Transformez l'ensemble des lignes des données ci-dessous en une liste numérotée, sans les lignes vides.

☆ ☆ ☆ ☆

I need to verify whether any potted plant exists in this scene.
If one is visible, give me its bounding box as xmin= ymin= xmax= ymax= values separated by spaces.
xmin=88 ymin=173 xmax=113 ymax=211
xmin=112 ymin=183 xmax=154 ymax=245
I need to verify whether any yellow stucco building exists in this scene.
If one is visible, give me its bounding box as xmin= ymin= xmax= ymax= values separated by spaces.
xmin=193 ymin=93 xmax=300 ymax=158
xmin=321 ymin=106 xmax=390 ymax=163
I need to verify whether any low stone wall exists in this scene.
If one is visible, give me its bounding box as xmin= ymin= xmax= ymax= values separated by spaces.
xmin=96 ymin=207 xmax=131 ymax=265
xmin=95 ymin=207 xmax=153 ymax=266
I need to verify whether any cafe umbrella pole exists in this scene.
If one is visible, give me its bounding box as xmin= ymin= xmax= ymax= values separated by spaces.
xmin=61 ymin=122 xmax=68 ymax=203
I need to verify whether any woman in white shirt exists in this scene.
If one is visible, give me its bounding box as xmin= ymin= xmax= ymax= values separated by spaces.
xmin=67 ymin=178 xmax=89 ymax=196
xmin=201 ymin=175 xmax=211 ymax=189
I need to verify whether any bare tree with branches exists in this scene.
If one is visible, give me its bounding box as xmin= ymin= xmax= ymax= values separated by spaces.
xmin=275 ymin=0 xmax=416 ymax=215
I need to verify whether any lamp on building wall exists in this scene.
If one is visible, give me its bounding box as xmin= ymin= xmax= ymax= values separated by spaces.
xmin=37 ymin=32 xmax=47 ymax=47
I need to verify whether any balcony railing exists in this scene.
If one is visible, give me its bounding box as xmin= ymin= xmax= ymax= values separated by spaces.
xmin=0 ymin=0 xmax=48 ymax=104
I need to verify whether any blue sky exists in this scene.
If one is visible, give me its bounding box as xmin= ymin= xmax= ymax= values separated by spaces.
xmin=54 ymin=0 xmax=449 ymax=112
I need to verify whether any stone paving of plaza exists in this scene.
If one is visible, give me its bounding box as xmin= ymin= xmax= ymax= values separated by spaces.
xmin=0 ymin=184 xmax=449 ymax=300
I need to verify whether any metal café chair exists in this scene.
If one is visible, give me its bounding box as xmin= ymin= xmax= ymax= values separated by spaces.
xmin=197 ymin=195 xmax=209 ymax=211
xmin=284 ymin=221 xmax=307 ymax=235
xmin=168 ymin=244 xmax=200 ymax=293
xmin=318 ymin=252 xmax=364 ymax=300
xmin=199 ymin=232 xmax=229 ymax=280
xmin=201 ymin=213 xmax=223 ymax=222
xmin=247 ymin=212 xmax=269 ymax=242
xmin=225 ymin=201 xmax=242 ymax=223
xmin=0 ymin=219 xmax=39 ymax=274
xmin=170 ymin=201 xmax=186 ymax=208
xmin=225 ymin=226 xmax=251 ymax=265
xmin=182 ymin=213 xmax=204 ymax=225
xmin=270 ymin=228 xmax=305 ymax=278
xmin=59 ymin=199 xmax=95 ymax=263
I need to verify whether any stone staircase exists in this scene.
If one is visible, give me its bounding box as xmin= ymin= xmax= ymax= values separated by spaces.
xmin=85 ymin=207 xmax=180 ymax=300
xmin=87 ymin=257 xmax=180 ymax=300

☆ ☆ ☆ ☆

== Corrigé de l'exercice ==
1. I need to verify whether any potted plant exists in this scene.
2. If one is visible, give me its bounding box as xmin= ymin= xmax= ymax= values separated by spaces.
3. xmin=88 ymin=173 xmax=113 ymax=211
4. xmin=112 ymin=183 xmax=154 ymax=245
5. I need to verify whether any yellow stucco building exists in this scene.
6. If one is visible, give me its bounding box as xmin= ymin= xmax= ymax= values separated by spaces.
7. xmin=193 ymin=93 xmax=300 ymax=158
8. xmin=321 ymin=106 xmax=390 ymax=163
9. I need to verify whether any low stone wall exists in this scene.
10. If one is visible, give me its bounding box as xmin= ymin= xmax= ymax= values separated by spaces.
11. xmin=96 ymin=207 xmax=131 ymax=265
12. xmin=95 ymin=207 xmax=153 ymax=266
13. I need to verify whether any cafe umbrella pole exists in this scene.
14. If one is visible, give me its bounding box as xmin= ymin= xmax= ymax= values separated by spaces.
15. xmin=61 ymin=122 xmax=68 ymax=203
16. I need to verify whether any woman in white shirt exists in this scene.
17. If one is visible, give me its bounding box as xmin= ymin= xmax= ymax= values separated by spaces.
18. xmin=67 ymin=178 xmax=89 ymax=196
19. xmin=201 ymin=175 xmax=211 ymax=189
20. I need to verify whether any bare tree with branches exists in this scene.
21. If one is visible, give me its bounding box as xmin= ymin= xmax= ymax= values separated by spaces.
22. xmin=275 ymin=0 xmax=416 ymax=215
23. I need to verify whether any lamp on building wall exists in this scene.
24. If one is visible, give me its bounding box as xmin= ymin= xmax= ymax= values separated by spaces.
25. xmin=37 ymin=32 xmax=47 ymax=47
26. I need to verify whether any balcony railing exists in this scene.
27. If one is visible, give me its bounding box as xmin= ymin= xmax= ymax= values separated by spaces.
28. xmin=0 ymin=0 xmax=48 ymax=104
29. I need to verify whether any blue sky exists in this scene.
30. If one is visible, give me its bounding box as xmin= ymin= xmax= ymax= values separated by spaces.
31. xmin=54 ymin=0 xmax=449 ymax=112
32. I need to verify whether any stone paving of plaza exists in this scene.
33. If one is visible, give me its bounding box as xmin= ymin= xmax= ymax= values separated by spaces.
34. xmin=0 ymin=184 xmax=449 ymax=300
35. I need to verify whether any metal café chair exists in this scene.
36. If one is visible, give me its bounding box as xmin= ymin= xmax= ymax= values separated by spaces.
37. xmin=197 ymin=195 xmax=209 ymax=211
38. xmin=284 ymin=221 xmax=307 ymax=235
39. xmin=168 ymin=244 xmax=200 ymax=293
40. xmin=318 ymin=252 xmax=364 ymax=300
41. xmin=199 ymin=232 xmax=229 ymax=280
42. xmin=201 ymin=213 xmax=223 ymax=222
43. xmin=247 ymin=212 xmax=269 ymax=242
44. xmin=225 ymin=201 xmax=242 ymax=223
45. xmin=0 ymin=219 xmax=39 ymax=274
46. xmin=170 ymin=201 xmax=186 ymax=208
47. xmin=225 ymin=226 xmax=251 ymax=265
48. xmin=182 ymin=213 xmax=204 ymax=225
49. xmin=270 ymin=228 xmax=305 ymax=278
50. xmin=59 ymin=199 xmax=95 ymax=263
51. I need to verify whether any stone staircase exists in this scene.
52. If one is visible, give me its bounding box as xmin= ymin= xmax= ymax= values separated by spaces.
53. xmin=85 ymin=207 xmax=180 ymax=300
54. xmin=87 ymin=257 xmax=180 ymax=300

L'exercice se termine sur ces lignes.